- [Given records]
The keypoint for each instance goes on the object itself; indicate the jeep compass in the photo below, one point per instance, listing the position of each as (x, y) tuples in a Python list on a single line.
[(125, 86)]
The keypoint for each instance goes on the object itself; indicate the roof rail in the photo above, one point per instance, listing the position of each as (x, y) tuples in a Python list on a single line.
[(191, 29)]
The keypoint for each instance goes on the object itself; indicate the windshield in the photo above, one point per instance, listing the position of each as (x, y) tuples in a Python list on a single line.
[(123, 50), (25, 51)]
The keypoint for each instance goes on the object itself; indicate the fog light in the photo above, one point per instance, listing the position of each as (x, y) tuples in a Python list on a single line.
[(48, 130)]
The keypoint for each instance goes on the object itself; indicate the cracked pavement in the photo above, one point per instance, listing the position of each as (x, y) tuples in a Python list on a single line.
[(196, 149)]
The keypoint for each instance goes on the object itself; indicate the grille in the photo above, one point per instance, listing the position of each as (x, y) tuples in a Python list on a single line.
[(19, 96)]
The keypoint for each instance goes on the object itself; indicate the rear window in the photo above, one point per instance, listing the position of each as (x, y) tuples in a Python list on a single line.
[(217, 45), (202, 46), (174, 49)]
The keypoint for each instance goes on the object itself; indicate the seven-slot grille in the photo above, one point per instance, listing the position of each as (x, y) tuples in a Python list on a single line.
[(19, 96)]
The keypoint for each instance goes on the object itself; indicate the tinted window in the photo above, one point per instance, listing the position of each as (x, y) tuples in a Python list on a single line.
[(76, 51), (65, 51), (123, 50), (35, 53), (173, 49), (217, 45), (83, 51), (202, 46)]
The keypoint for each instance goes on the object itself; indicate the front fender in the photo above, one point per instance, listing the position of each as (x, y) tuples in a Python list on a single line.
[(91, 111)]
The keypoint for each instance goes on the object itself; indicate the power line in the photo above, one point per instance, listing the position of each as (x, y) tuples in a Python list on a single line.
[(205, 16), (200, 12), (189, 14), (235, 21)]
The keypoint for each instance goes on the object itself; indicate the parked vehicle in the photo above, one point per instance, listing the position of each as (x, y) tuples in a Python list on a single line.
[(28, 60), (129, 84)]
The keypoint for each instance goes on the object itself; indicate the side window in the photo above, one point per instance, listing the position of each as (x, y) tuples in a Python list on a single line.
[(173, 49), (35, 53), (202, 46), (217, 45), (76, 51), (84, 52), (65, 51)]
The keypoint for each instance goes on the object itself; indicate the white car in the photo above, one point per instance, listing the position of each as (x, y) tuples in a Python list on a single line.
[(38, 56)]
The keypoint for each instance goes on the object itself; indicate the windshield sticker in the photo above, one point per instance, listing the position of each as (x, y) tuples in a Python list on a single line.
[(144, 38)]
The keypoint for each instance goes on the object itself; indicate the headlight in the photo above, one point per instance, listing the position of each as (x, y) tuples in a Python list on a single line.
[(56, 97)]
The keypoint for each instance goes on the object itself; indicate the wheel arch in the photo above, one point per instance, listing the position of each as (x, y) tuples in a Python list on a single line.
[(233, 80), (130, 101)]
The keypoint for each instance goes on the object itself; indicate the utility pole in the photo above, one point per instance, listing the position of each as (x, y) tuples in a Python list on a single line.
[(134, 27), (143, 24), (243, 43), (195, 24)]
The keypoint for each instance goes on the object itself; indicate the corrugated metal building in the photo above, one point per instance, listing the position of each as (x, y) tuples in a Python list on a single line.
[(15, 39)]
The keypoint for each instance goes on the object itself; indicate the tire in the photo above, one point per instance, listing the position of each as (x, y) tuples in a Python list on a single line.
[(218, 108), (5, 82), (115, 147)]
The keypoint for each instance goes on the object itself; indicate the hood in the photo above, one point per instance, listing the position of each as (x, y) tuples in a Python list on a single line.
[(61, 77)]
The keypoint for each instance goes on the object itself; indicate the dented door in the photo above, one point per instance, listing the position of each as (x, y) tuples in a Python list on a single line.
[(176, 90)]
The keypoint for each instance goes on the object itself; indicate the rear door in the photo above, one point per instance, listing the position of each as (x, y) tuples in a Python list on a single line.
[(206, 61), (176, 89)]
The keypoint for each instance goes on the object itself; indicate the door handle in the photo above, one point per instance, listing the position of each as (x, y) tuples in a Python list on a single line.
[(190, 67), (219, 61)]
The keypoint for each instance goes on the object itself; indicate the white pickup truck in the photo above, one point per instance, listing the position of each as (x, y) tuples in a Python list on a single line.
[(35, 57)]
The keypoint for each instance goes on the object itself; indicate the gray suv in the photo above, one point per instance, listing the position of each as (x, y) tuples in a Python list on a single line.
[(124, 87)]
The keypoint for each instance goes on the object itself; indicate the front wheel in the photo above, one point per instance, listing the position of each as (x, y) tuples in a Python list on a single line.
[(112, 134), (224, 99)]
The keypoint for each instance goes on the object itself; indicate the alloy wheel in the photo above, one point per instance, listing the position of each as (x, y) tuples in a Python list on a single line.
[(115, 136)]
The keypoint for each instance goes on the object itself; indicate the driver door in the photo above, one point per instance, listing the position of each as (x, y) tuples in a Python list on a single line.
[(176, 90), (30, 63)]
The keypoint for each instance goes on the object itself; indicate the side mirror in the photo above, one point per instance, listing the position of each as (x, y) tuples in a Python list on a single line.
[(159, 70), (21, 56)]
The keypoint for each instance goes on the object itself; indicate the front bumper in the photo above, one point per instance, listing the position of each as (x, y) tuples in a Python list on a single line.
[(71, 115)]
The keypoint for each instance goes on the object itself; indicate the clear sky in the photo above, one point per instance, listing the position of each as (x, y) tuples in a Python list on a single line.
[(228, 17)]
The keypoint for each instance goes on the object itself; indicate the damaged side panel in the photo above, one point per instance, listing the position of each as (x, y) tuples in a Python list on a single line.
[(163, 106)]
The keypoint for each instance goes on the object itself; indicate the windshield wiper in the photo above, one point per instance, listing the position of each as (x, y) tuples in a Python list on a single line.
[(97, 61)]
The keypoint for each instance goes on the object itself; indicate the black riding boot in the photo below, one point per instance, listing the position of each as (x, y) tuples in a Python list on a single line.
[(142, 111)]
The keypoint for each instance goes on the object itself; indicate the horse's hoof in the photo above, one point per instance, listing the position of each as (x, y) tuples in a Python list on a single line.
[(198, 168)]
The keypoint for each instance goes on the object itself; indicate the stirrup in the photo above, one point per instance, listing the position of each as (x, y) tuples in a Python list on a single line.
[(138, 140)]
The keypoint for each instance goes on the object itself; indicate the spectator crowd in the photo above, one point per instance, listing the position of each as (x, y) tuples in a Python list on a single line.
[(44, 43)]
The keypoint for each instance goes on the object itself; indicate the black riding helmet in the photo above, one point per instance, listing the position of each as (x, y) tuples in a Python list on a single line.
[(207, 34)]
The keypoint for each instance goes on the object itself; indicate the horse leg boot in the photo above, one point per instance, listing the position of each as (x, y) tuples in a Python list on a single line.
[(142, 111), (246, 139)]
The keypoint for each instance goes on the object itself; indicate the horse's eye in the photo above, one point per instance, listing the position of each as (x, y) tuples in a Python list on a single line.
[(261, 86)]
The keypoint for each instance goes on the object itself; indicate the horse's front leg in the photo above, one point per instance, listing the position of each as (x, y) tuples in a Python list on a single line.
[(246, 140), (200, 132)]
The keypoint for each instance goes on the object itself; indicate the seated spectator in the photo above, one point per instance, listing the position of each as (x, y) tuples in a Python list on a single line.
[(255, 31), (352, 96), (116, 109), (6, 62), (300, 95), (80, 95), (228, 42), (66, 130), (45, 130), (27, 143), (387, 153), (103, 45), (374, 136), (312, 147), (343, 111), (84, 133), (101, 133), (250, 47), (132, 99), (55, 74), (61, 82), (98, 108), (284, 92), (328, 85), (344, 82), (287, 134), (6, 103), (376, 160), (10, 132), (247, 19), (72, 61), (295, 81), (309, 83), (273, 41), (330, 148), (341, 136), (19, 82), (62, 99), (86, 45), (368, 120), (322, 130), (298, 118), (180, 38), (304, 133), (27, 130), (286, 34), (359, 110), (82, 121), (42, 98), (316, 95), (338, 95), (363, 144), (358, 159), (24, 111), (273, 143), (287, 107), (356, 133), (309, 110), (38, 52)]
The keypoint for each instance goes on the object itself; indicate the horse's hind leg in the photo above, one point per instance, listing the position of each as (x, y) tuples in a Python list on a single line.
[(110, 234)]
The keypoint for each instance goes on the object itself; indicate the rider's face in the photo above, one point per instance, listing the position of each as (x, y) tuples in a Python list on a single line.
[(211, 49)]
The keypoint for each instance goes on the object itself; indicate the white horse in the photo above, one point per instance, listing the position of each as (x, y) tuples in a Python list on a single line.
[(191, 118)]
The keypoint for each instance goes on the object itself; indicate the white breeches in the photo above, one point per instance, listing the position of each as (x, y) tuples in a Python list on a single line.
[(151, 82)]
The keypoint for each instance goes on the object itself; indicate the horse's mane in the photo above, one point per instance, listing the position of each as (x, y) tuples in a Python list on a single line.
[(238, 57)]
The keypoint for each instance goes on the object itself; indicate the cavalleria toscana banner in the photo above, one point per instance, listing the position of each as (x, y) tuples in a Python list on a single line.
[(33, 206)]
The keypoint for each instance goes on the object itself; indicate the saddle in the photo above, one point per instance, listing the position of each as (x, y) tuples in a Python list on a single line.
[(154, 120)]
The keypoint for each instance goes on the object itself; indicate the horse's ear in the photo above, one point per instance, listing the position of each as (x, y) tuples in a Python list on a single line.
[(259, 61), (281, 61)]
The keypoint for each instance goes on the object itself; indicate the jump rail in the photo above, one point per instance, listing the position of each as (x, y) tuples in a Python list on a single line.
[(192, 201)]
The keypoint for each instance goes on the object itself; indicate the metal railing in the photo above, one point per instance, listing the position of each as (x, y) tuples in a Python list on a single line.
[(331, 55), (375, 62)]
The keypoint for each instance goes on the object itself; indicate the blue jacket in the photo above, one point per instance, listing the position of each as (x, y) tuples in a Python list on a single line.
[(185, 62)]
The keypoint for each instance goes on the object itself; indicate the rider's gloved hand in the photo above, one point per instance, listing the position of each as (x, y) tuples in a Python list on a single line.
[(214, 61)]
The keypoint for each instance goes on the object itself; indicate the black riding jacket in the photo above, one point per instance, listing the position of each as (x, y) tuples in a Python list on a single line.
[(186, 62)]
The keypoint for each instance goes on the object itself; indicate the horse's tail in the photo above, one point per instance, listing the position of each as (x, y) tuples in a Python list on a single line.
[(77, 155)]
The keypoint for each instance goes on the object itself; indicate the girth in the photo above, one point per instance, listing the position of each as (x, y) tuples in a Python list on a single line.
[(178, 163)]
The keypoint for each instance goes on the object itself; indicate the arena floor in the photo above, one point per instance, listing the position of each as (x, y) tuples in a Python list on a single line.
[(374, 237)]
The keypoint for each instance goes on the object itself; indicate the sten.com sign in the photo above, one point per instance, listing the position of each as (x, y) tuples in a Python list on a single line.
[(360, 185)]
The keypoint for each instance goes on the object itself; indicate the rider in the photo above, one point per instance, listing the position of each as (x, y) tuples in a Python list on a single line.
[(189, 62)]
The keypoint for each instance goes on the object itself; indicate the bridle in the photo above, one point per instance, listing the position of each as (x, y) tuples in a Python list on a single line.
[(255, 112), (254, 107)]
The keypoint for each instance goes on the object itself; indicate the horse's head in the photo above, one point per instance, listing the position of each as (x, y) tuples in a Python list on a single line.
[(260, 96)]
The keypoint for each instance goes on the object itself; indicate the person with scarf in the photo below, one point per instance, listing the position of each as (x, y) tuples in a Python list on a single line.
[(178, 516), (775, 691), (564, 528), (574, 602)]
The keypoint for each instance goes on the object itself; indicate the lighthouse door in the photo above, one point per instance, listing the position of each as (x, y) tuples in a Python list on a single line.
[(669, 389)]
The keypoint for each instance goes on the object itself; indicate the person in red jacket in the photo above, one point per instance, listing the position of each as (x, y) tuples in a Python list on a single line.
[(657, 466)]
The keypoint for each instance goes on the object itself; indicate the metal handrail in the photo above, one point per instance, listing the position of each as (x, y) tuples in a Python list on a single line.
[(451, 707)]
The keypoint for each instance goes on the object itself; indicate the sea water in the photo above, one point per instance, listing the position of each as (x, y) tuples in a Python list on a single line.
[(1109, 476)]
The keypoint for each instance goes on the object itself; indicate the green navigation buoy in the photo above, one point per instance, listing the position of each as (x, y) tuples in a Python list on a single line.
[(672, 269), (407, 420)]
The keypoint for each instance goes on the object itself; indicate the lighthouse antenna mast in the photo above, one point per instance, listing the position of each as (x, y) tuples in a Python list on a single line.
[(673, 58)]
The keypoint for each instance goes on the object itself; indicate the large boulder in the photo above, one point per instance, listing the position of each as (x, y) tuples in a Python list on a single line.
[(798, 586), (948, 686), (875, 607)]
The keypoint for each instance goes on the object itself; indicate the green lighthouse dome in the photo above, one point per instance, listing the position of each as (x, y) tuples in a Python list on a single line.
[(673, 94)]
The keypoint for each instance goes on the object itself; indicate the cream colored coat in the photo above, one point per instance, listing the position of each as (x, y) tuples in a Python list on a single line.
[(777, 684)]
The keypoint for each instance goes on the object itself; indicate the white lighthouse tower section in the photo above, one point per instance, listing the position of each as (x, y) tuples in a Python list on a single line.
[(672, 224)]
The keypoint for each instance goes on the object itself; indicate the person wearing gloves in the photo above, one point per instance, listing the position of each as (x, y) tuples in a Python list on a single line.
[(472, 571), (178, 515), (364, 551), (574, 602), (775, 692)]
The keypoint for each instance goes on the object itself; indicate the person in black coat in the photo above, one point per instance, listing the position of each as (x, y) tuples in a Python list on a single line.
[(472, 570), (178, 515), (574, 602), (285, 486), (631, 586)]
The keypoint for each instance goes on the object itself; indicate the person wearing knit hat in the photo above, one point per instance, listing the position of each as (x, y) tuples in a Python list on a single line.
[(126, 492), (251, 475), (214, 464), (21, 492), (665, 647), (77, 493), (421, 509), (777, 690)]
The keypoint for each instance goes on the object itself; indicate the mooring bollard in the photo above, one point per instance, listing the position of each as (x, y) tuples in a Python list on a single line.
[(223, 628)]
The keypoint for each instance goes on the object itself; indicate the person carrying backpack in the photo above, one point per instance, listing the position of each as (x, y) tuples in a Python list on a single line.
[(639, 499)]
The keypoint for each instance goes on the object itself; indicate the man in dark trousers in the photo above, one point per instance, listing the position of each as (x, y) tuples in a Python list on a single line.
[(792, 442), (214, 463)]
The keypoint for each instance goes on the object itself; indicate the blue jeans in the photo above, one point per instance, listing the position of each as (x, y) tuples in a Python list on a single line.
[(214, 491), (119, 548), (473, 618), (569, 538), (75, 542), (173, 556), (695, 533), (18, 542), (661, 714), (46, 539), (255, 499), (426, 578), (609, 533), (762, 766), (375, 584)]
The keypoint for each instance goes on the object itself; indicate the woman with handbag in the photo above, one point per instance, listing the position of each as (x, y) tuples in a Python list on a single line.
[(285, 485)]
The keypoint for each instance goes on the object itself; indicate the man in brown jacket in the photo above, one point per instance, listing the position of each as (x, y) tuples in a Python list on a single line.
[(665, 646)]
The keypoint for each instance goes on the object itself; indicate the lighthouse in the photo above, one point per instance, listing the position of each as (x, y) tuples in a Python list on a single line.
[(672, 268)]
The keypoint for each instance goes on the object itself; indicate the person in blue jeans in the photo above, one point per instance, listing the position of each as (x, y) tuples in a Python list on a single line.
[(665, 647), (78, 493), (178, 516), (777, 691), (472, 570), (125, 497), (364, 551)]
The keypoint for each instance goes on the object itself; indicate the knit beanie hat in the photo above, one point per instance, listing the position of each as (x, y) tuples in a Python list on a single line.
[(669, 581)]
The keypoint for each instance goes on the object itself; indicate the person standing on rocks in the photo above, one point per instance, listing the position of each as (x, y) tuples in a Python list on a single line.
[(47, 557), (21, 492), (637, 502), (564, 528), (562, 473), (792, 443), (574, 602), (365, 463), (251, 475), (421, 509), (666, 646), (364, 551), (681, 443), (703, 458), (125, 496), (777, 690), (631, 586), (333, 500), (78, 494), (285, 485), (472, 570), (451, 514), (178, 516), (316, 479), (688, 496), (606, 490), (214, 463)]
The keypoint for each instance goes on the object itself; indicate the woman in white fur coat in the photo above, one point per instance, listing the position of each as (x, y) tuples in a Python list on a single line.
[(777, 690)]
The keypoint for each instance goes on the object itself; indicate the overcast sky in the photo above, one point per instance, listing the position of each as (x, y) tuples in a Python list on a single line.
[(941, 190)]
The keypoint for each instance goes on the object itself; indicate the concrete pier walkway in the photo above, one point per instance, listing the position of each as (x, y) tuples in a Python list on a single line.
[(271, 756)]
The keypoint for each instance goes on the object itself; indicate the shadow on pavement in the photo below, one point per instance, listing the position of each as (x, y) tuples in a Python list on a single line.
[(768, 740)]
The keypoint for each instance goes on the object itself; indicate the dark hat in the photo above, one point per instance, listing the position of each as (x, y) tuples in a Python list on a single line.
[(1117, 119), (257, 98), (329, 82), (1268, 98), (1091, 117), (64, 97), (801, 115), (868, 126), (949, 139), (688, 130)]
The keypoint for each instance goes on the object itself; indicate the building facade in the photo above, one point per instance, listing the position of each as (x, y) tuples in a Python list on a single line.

- [What you will do] Output, and output only, the lines from the one containing "the woman in" through the last line of the data above.

- [Exercise solution]
The keypoint for each instance goes on the object itself; indicate the woman in white fur coat in the photo above, one point per instance, listing the position of each as (x, y) tuples in a Python list on a single line.
[(777, 690)]
The keypoint for each instance goes on the object itself; indicate the overcast sky in the photo above, one point per instance, listing the position of each as (x, y) tuples in a Python list on a single line.
[(941, 190)]
The keypoint for each instance goes on the object itself; indicate the concrete pier walkway in the photo above, one point per instance, listing the position of each as (x, y) tuples in a Python list on a single line.
[(271, 756)]
The keypoint for each instance goes on the object itself; indicate the shadow on pavement in the photo below, one point per instance, listing the position of each as (x, y) tuples in a Python list on a single line.
[(768, 740)]
The keypoint for each instance goes on the object itself; indicate the dark hat in the photo above, one point per instance, listing the position of each as (x, y) tuples in a Python list on a single line.
[(1117, 119), (257, 98), (329, 82), (1268, 98), (1091, 117), (64, 97), (801, 115), (868, 126), (949, 139), (688, 130)]
The keypoint for each instance goes on the object itself; indicate the building facade in the photo above, one point per instance, listing the position of each as (x, y) tuples in a Python list on a single line.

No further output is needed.